_WORK INSTRUCTIONS:_
(1) In the essay on depression, rewrite the passage between "In loving memory" and "in Lincoln, Nebraska.", inclusive, changing "senior" to "junior".
(2) Answer these questions from the essay on depression:
(a) According to the quoted Guardian article, viewing the world with depression would more accurately be compared to looking through what?
(b) What illness does the writer use in the analogy given to a friend?
(c) Which Bible verse is quoted near the end?

_DOCUMENT TEXT:_
──────

By Roxi Peterson

As someone who deals with depression myself, I know how easy it is to hide my true emotions from family and even my closest friends. The main reason my friends, family, and college professors know I struggle with depression is that I confided in them. But what if I hadn’t kept them in the loop? What if I told no one that I have depression? Would anyone notice? Would people be able to see my struggle?

Depression is not something only I deal with—many others do too. But to those who don’t have depression, it’s hard to understand. I’ve heard people experiencing depression labeled as sad, lazy, unmotivated, selfish, rude, aggressive, and more. But depression is so much deeper than that.

When I was feeling down, I researched articles about depression to try to understand what it means and how I could explain it to others. An article in The Guardian titled “What Does Depression Feel Like? Trust Me—You Really Don’t Want to Know,” states, “There is a heavy, leaden feeling in your chest, rather as when someone you love dearly has died; but no one has—except, perhaps, you. You feel acutely alone. It is commonly described as like viewing the world through a sheet of plate glass; it would be more accurate to say a sheet of thick, semi-opaque ice.” When I read this article, I broke down in tears because it hit home for me. Depression to me feels like my heart is constantly broken from a break-up or a death. All I want to do (or have the energy to do) is lie in bed. An accomplishment for someone dealing with depression can range from brushing their teeth to making their bed, and it most likely took all the energy they had to complete the simple task. Loneliness does not even begin to describe depression but is only a mere sliver of what that person feels.

Over the years, I’ve learned to manage my depression to some extent, but sadly some people don’t know how to take the first step in reaching out. A friend of mine asked me about someone who had lost their life to mental illness: “How could they let it get so bad? Why didn’t they reach out?” I gave him the best answer I could with an analogy that I hope helps explain. If someone finds out they have cancer, but catches it early enough, they can get the treatment they need to take care of it. If they don’t find the cancer soon enough, it will grow and grow until it takes over and their chances of survival are slim. Depression is the same way. If a person dealing with mental illness reaches out to get the help they need, they can get it under control. But if they don’t reach out, the depression will eat at them more and more until depression has swallowed them up and there isn’t much more they can do.

I know that doesn’t answer the question as to why the person didn’t reach out, but no one can possibly find all the answers. Even if people seem strong, like they have it all together, that is only what we see on the surface. Depression can look like a bubbly person who smiles, laughs, and appears put together, but only in front of others. Behind closed doors, that same person who seemed to have it all together could be sitting in the corner holding their knees, with tears rolling down their cheeks, hoping the day will just end. Or worse, that their life will end. It is so important to not only check on your friends who seem sad or down, but also your friends who seem super happy. They might deny there is anything wrong, but what if they choose to open up to you? What if you are somehow able to get through to them? You might just end up saving their life. Life is so fragile and can be taken away in the blink of an eye.

We don’t have all the answers, but someone does—God. God is always there to comfort us when we are at our weakest points. He cries with us, hurts with us, and embraces us when we can’t embrace ourselves. “The Lord is near to the brokenhearted and saves the crushed in spirit” (Psalm 34:18, ESV).

In loving memory of those who’ve lost their lives due to mental illness.

Roxi Peterson is a senior communication student at Union College in Lincoln, Nebraska.

──────

_SUPPLIED RECORDS:_
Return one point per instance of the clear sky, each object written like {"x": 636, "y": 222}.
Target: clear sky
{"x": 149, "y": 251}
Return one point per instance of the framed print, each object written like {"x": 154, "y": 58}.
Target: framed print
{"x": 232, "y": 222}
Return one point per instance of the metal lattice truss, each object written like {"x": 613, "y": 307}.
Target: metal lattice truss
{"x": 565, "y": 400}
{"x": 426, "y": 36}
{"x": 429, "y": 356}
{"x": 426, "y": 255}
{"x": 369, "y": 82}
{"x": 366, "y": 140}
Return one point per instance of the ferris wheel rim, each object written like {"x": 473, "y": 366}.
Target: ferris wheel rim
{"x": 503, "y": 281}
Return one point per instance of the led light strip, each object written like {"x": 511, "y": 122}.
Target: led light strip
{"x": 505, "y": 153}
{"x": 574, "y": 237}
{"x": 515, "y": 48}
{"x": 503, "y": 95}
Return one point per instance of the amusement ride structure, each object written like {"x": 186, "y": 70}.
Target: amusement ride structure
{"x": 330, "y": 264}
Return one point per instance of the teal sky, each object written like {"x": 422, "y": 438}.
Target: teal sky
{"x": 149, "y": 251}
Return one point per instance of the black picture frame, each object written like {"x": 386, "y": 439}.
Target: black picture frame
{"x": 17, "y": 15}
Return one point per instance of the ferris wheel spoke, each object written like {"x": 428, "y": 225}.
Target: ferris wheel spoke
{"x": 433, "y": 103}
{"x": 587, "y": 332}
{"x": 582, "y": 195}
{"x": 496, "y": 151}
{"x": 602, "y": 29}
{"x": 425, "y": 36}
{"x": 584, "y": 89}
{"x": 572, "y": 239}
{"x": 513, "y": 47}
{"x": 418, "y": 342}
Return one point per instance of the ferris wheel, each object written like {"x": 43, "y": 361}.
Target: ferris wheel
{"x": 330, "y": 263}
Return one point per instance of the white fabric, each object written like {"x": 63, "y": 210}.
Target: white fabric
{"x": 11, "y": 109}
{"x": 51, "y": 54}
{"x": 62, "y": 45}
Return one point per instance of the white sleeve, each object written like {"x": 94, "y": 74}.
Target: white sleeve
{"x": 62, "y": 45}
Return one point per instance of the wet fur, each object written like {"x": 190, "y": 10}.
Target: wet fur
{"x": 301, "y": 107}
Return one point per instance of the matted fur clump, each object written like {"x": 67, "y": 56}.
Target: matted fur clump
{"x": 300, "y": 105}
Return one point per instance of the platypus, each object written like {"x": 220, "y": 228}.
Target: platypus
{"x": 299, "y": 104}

──────

_ANSWERS PER TASK:_
(1)
In loving memory of those who’ve lost their lives due to mental illness.

Roxi Peterson is a junior communication student at Union College in Lincoln, Nebraska.

(2)
(a) A sheet of thick, semi-opaque ice.
(b) Cancer.
(c) Psalm 34:18 (ESV).